### Extrait du document
La conduite de l’étude de dangers est une démarche d’analyse de risques qui s’appuie sur une identification puis une évaluation des événements susceptibles d’affecter le système d’endiguement et de provoquer l’inondation de la zone protégée.
Cette démarche repose sur :
- Une recherche en accidentologie, s’appuyant sur des événements passés affectant des systèmes d’endiguement de nature similaire, qui permet l’identification des risques, c’est-à-dire la recherche de l’ensemble des facteurs de risque susceptibles d’influencer le risque d’inondation dans les zones protégées ;
- La caractérisation des événements hydrauliques susceptibles de se produire dans le cours d’eau ou la mer et l’estimation de leur probabilité d’occurrence ;
- Le diagnostic approfondi du système d’endiguement permettant la caractérisation des événements de défaillance du système d’endiguement et l’estimation de leur probabilité d’occurrence ;
- L’identification et l’évaluation des contrôles ou barrières de sécurité, liées notamment à l’organisation et à la politique de surveillance et d’entretien du gestionnaire ;
- La caractérisation, en termes de probabilité, d’intensité et de cinétique, des inondations de la zone protégée pouvant résulter de ces défaillances ou du dépassement du niveau de protection sans défaillance (notamment dans le cas d’inondation par un déversoir conçu à cet effet) ;
- L’estimation de la performance du système d’endiguement (niveau de protection et zone protégée) et de la dangerosité des venues d’eau (zones de venues d’eau dangereuses et niveaux de sécurités associés) ;
- En synthèse, la délimitation réglementaire de la zone protégée et la fixation du niveau de protection qui lui correspond, après que le gestionnaire aura choisi, en lien avec les éléments d’analyses fournies par le bureau d’étude agréé, le risque résiduel de rupture du système, lorsque le niveau d’eau atteint ce niveau de protection.
La réglementation définit par ailleurs des scénarios de référence dont l’étude doit être systématiquement incluse dans toute étude de dangers.

### Extraits de données

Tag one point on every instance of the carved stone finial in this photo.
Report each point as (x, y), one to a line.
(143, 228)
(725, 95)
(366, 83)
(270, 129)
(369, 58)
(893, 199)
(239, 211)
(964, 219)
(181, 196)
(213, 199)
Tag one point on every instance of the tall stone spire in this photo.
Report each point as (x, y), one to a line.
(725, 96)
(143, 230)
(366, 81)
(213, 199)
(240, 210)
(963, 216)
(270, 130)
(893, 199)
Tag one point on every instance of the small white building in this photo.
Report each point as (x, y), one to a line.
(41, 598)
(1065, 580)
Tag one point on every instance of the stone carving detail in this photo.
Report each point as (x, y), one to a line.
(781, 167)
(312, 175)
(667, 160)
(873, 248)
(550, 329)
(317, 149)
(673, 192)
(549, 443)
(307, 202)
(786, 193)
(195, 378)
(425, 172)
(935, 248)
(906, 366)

### Énoncé
Renvoyez, sans aucune modification, le passage de l'extrait sur l'étude de dangers qui commence aux mots « La conduite de » et s'arrête après les mots « la zone protégée. ».

### Résultat obtenu
La conduite de l’étude de dangers est une démarche d’analyse de risques qui s’appuie sur une identification puis une évaluation des événements susceptibles d’affecter le système d’endiguement et de provoquer l’inondation de la zone protégée.